▸ **Rows from a dataset**:
*****
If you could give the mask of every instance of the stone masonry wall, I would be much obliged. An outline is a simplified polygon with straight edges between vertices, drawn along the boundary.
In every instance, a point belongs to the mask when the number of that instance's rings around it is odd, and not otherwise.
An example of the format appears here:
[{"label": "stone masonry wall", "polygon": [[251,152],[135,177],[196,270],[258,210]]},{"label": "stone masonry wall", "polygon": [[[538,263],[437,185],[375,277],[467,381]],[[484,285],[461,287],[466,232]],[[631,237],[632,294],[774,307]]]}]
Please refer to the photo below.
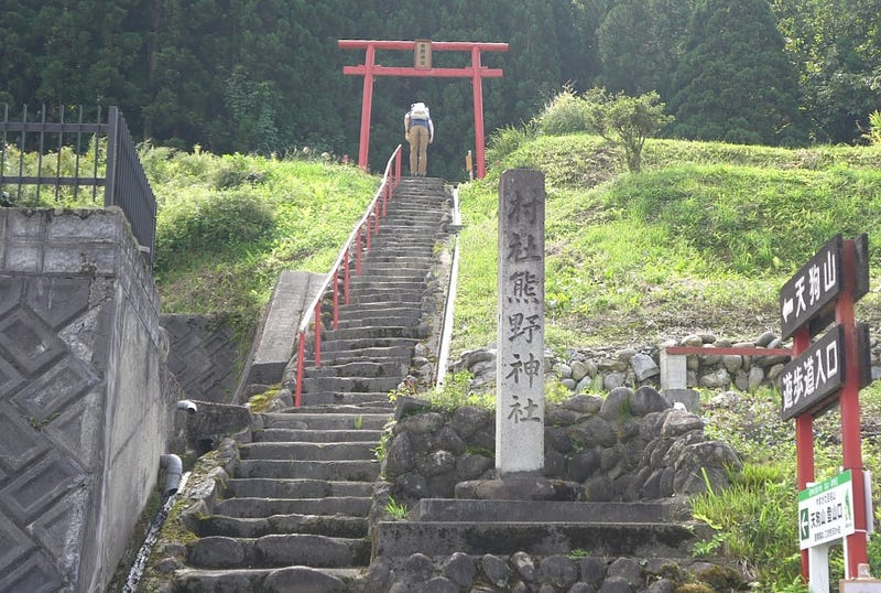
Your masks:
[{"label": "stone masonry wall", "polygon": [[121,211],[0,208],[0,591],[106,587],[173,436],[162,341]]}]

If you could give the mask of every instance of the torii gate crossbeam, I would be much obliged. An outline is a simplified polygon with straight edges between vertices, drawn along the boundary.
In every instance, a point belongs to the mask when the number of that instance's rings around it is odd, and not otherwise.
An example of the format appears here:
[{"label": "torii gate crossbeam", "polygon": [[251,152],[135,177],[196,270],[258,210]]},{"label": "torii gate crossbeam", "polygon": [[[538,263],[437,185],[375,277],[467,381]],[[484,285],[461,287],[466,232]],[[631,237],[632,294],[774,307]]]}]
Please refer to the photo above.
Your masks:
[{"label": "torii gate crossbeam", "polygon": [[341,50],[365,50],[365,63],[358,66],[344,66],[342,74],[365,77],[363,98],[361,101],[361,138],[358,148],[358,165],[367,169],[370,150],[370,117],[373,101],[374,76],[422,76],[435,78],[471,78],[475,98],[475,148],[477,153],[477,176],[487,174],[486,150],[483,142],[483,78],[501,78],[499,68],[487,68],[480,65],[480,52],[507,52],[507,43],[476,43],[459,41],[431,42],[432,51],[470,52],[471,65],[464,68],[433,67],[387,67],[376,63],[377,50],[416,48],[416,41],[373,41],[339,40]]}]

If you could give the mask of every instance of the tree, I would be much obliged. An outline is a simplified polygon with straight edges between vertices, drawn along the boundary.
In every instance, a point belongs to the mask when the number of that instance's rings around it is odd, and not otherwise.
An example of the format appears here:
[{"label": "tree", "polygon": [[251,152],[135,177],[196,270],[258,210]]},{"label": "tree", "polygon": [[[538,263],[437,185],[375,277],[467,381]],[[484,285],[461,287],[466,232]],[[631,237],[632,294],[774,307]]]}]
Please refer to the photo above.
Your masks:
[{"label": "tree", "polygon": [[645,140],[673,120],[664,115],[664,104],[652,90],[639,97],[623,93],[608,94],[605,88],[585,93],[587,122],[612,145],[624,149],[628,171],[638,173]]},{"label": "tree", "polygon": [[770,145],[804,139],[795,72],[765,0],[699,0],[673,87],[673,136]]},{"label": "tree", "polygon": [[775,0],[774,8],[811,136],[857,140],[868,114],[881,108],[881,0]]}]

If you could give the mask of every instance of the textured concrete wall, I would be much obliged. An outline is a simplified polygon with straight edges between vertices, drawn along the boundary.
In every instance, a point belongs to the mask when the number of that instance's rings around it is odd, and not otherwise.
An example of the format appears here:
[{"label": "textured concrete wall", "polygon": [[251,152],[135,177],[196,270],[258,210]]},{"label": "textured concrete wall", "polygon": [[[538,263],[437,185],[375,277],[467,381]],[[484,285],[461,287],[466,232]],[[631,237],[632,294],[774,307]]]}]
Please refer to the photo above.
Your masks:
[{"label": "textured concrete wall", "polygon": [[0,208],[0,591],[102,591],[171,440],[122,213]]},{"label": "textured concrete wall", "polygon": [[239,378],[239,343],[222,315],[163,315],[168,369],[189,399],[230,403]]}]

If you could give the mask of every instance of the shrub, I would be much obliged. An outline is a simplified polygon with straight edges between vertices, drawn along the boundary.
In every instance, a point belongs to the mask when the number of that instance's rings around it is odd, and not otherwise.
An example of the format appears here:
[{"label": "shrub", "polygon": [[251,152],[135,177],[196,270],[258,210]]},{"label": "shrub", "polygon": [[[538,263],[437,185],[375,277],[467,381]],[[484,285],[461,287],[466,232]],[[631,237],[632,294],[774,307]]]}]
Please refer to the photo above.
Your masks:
*****
▸ **Exercise instructions**:
Leave out the pictures and retype every line above exactly.

▸ **Output for this task**:
If you could give the mask of every instance of the stone masonry wall, I would be much obliged. An outline is a simplified polygon with straight edges between vertices, drawn along the boundary.
In every instance, a point belongs to the mask when the number of that instance's rings around it is odd, and not otherwise.
An example of the format appears here:
[{"label": "stone masonry wall", "polygon": [[251,152],[135,177],[196,270],[258,210]]},{"label": "stone masonry wall", "polygon": [[[538,263],[437,185],[375,277],[467,381]],[[484,285],[461,287],[466,232]],[[631,237],[632,294],[774,307]]]}]
Please refer to the photo below.
Your masks:
[{"label": "stone masonry wall", "polygon": [[121,211],[0,208],[0,591],[106,587],[173,436],[162,341]]}]

If you could give the mask of every instance of the torii gate crossbeam, I would be much obliged. An outline is a simplified polygon with straight edges between vertices, drawn along the boundary.
In every instance, a point belongs to the mask when the number of that instance's rings around it is odd, and not otherwise.
An example of the format appears here:
[{"label": "torii gate crossbeam", "polygon": [[251,152],[135,177],[196,270],[258,210]]},{"label": "torii gate crossbeam", "polygon": [[[538,263],[437,185],[375,277],[467,381]],[[484,285],[461,287],[466,232]],[[631,237],[632,294],[774,307]]]}]
Please refer to the photo above.
Your masks:
[{"label": "torii gate crossbeam", "polygon": [[341,50],[365,50],[365,63],[358,66],[344,66],[342,74],[365,77],[363,98],[361,101],[361,138],[358,148],[358,165],[367,169],[370,150],[370,117],[373,101],[374,76],[422,76],[435,78],[471,78],[475,98],[475,148],[477,153],[477,176],[487,174],[486,150],[483,142],[483,78],[501,78],[499,68],[487,68],[480,65],[480,52],[507,52],[507,43],[476,43],[459,41],[431,42],[432,51],[470,52],[471,65],[464,68],[433,67],[387,67],[376,63],[377,50],[416,48],[416,41],[373,41],[339,40]]}]

If you could give the mask of every instance of the tree, I would be much obliged. An outline is a simplified polygon with straight edges between vertices, drawn along the boundary.
In every instance, a point belongs to the mask when the number of that instance's rings around it is odd, and not otherwise.
An example of the format appears here:
[{"label": "tree", "polygon": [[251,152],[135,177],[196,270],[258,210]]},{"label": "tree", "polygon": [[[538,263],[437,185],[375,277],[467,381]],[[484,285],[461,287],[466,232]],[[631,237],[632,294],[774,307]]]}]
Please refer to the photo above.
Your masks:
[{"label": "tree", "polygon": [[645,140],[673,120],[664,115],[664,104],[652,90],[639,97],[623,93],[608,94],[605,88],[585,93],[587,122],[612,145],[624,149],[628,171],[638,173]]},{"label": "tree", "polygon": [[770,145],[804,139],[795,72],[765,0],[699,0],[673,87],[673,136]]},{"label": "tree", "polygon": [[775,0],[774,8],[811,136],[857,140],[868,114],[881,108],[881,0]]}]

If you could give the mask of every instance of the textured concrete wall, I would be much obliged. An outline is a simplified polygon with straight edges between vertices, drawn along the boundary.
In every instance, a point belongs to the mask when the number of that instance's rings around it is odd, and not otherwise.
An example of the format appears here:
[{"label": "textured concrete wall", "polygon": [[251,152],[135,177],[196,270],[258,210]]},{"label": "textured concrete wall", "polygon": [[[538,263],[437,185],[375,277],[467,381]],[[484,285],[461,287],[466,232]],[[631,237],[632,294],[774,307]]]}]
Please refer to the photo above.
Your masks:
[{"label": "textured concrete wall", "polygon": [[0,208],[0,591],[102,591],[171,440],[122,213]]},{"label": "textured concrete wall", "polygon": [[239,378],[239,343],[222,315],[163,315],[168,369],[189,399],[230,403]]}]

If you could give the mask of every instance of the shrub, I would be much obliged. An outline is a simplified polygon with straight edges between vertices, drawn along the boundary.
In every instance, a point belongs to the mask when the number of that instance's rings around it is odd, and not otherwise.
An example of the format appears here:
[{"label": "shrub", "polygon": [[251,152],[135,177],[196,270],[258,210]]},{"label": "shrub", "polygon": [[[538,263],[437,185],[375,277],[467,381]],[[484,285],[461,287],[466,232]],[[631,237],[632,294],[774,307]]]}]
Please refer to the photo above.
Your masks:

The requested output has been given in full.